During 1999, legislation was enacted in Oregon that requires competition
for industrial and large commercial customers of both the Company and Portland
General Electric by October 1, 2001. Residential customers will receive a
portfolio of commodity service options. The law exempts publicly-owned
utilities and Idaho Power's Oregon service territory. The law defers to the
OPUC decisions on a variety of important issues, including the method for
valuation of stranded costs/benefits, consumer protections, marketer
certification, environmental issues, and competitive services. The legislation
also calls for the functional separation of certain assets and the
establishment of a code-of-conduct for electric companies and their affiliates
to protect consumers against anti-competitive practices. The legislation also
directs the investor-owned utilities to collect a 3% public benefit tax from
regulated customers. The Company will be participating in the OPUC proceedings
over the next two years that establish the rules and procedures that will
implement the new law. The Company will continue to evaluate the finance and
accounting impacts, including the continued propriety of applying SFAS 71, as
the OPUC proceedings progress. The impacts, if any, are uncertain.
On October 6, 1999, the OPUC issued an order approving the merger. As
part of this approval, the Company has agreed to implement a merger credit to
Oregon customers of $12 million per year for three years beginning in 2001 and
$15 million in 2004. In years three and four, $9 million and $12 million,
respectively, of the credit can be partially or wholly eliminated to the
extent that merger savings are reflected in prices.
On April 30, 1999, the Company filed documents with the Idaho Public
Utilities Commission (the "IPUC") to implement the next step in the gradual
retirement of a federal energy credit. The proposed reduction in the credit
would increase electric prices for Utah Power residential and irrigation
customers in southeastern Idaho. The filing, once approved by IPUC, would
reduce the credits from the federal Bonneville Power Administration (the
"BPA") and increase residential prices 3.35%, or $1 million, and irrigation
prices 4%, or $1 million. These price increases are not expected to have a
material impact on earnings.
Congress created the federal credit in 1980 to share the benefits of
federally owned hydroelectric plants with customers of investor-owned
utilities in the Columbia River drainage area. When Congress recommended in
1995 that the current exchange method be phased out by June 2001, the Company
worked out a settlement with BPA in 1997 to implement the order of Congress.
<PAGE>10
Without the settlement, prices would have increased more than 30% in two
years. The settlement provided credits of $48 million over five years for the
Company's customers, $6 million more than without the settlement. The
additional money is being used to lessen the impact of price increases as the
BPA exchange credit is phased out.
On November 15, 1999, the IPUC approved the merger. In Idaho, the
Company offered a $1.6 million per year merger credit to retail tariff
customers for four years beginning on January 1, 2000. The credit could be
wholly or partially eliminated in years three and four to the extent that
merger savings are reflected in prices.
======
WRITTEN EXERCISE 1: Select each line of the entries that contains the string "shirt", matching case exactly.
The utility regulation passage and the entries have no connection to each other.

(Image location labeling entries)
======
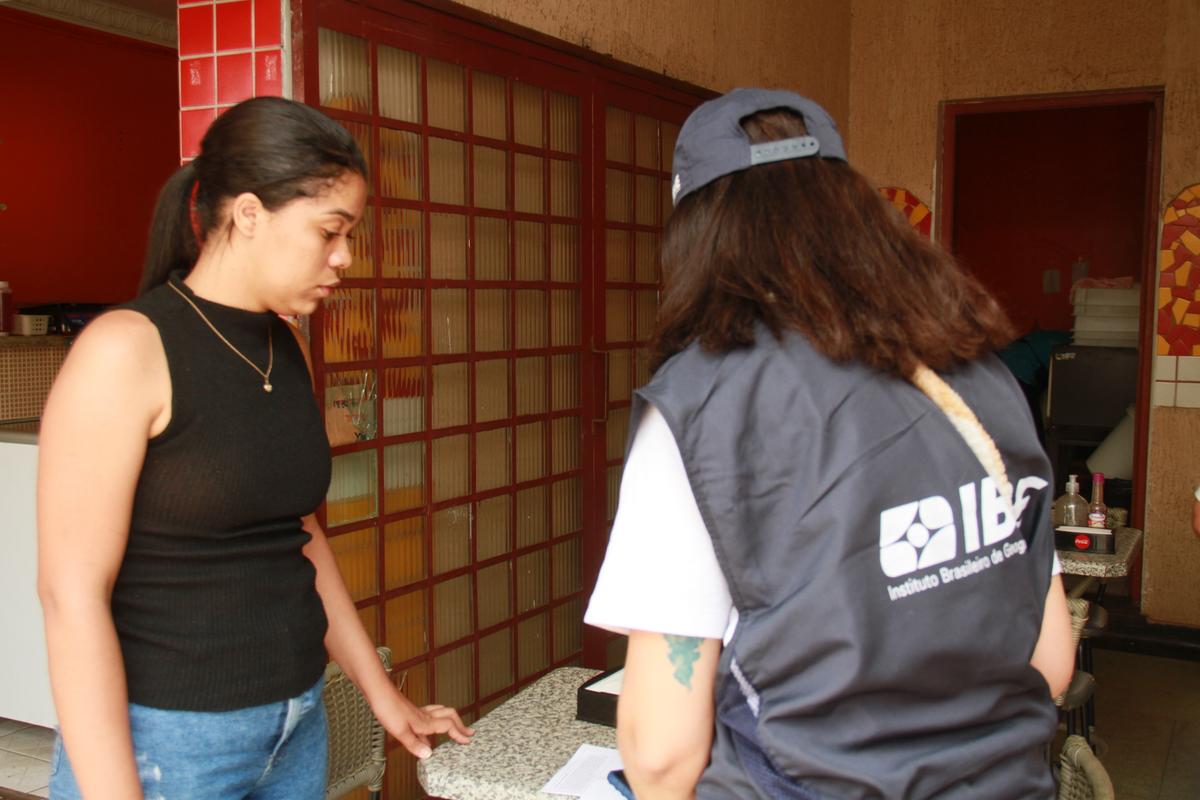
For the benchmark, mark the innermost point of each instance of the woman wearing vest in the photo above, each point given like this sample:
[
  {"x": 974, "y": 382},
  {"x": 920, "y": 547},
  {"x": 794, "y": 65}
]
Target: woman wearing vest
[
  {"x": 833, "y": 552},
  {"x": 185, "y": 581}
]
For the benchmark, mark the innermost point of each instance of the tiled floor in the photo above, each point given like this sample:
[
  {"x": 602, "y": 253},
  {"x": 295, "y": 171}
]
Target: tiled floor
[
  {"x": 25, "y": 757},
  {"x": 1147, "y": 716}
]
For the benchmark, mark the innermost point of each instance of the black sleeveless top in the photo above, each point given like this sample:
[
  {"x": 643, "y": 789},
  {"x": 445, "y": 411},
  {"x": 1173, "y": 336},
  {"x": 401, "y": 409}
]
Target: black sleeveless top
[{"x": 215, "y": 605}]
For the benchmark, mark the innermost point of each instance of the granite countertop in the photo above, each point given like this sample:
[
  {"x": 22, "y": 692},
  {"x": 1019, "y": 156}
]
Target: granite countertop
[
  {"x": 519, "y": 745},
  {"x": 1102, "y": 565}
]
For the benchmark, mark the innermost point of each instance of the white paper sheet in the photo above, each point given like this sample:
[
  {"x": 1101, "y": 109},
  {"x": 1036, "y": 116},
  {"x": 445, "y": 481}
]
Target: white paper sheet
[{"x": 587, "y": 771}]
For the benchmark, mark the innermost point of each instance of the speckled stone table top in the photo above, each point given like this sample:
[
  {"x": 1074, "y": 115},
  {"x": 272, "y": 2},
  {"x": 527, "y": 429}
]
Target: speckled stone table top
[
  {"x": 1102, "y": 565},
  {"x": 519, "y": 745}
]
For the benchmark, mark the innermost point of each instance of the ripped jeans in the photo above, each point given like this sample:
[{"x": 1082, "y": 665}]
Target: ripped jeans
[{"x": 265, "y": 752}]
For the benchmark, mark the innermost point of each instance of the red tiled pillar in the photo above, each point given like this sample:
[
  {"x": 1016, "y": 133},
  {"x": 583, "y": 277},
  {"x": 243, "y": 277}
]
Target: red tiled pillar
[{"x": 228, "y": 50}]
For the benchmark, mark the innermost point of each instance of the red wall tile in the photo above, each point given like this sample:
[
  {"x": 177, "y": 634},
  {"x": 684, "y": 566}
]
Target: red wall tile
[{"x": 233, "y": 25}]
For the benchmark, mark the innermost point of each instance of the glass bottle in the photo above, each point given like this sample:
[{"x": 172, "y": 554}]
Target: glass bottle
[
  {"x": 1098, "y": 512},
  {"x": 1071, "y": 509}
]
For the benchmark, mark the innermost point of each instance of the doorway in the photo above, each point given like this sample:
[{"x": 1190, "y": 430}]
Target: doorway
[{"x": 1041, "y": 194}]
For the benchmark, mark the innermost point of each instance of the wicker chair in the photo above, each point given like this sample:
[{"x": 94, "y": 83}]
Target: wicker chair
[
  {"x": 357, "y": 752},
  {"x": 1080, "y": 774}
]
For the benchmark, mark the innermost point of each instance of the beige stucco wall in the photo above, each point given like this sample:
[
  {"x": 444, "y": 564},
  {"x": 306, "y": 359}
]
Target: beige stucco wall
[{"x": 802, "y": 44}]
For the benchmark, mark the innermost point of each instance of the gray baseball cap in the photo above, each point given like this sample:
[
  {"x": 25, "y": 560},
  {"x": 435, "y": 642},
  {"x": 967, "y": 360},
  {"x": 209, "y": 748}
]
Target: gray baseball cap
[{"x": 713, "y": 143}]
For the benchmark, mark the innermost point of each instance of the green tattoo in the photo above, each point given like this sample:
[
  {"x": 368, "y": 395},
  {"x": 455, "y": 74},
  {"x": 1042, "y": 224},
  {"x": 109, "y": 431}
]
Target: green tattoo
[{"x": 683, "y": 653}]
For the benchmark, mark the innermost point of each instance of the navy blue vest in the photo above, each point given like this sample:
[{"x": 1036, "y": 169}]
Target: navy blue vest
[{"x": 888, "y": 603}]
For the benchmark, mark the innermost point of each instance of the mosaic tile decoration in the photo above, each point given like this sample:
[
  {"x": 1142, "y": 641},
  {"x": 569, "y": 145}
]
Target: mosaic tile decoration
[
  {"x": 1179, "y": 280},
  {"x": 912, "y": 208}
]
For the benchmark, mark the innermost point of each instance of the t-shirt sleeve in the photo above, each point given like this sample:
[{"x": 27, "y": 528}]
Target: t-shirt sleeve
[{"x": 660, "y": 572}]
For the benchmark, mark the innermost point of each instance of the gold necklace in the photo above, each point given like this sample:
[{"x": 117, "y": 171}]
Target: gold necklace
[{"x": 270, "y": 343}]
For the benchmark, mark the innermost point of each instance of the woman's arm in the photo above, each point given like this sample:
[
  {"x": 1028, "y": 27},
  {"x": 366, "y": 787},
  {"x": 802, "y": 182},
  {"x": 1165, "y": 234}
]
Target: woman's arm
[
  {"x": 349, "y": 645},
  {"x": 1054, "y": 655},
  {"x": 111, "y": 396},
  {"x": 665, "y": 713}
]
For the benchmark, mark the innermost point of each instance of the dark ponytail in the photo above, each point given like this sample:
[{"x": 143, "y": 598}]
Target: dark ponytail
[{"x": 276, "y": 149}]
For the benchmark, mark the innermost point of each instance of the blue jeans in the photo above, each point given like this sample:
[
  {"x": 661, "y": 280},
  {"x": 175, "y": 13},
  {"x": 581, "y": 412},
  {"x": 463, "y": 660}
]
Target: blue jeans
======
WRITTEN EXERCISE 2: Reproduce everything in the utility regulation passage from "Congress created the" down to "is phased out.".

RESULT 1:
For the benchmark, mark the innermost point of each instance of the t-shirt sleeve in the photo above, each point given like this sample:
Target: t-shirt sleeve

RESULT 2:
Congress created the federal credit in 1980 to share the benefits of
federally owned hydroelectric plants with customers of investor-owned
utilities in the Columbia River drainage area. When Congress recommended in
1995 that the current exchange method be phased out by June 2001, the Company
worked out a settlement with BPA in 1997 to implement the order of Congress.
<PAGE>10
Without the settlement, prices would have increased more than 30% in two
years. The settlement provided credits of $48 million over five years for the
Company's customers, $6 million more than without the settlement. The
additional money is being used to lessen the impact of price increases as the
BPA exchange credit is phased out.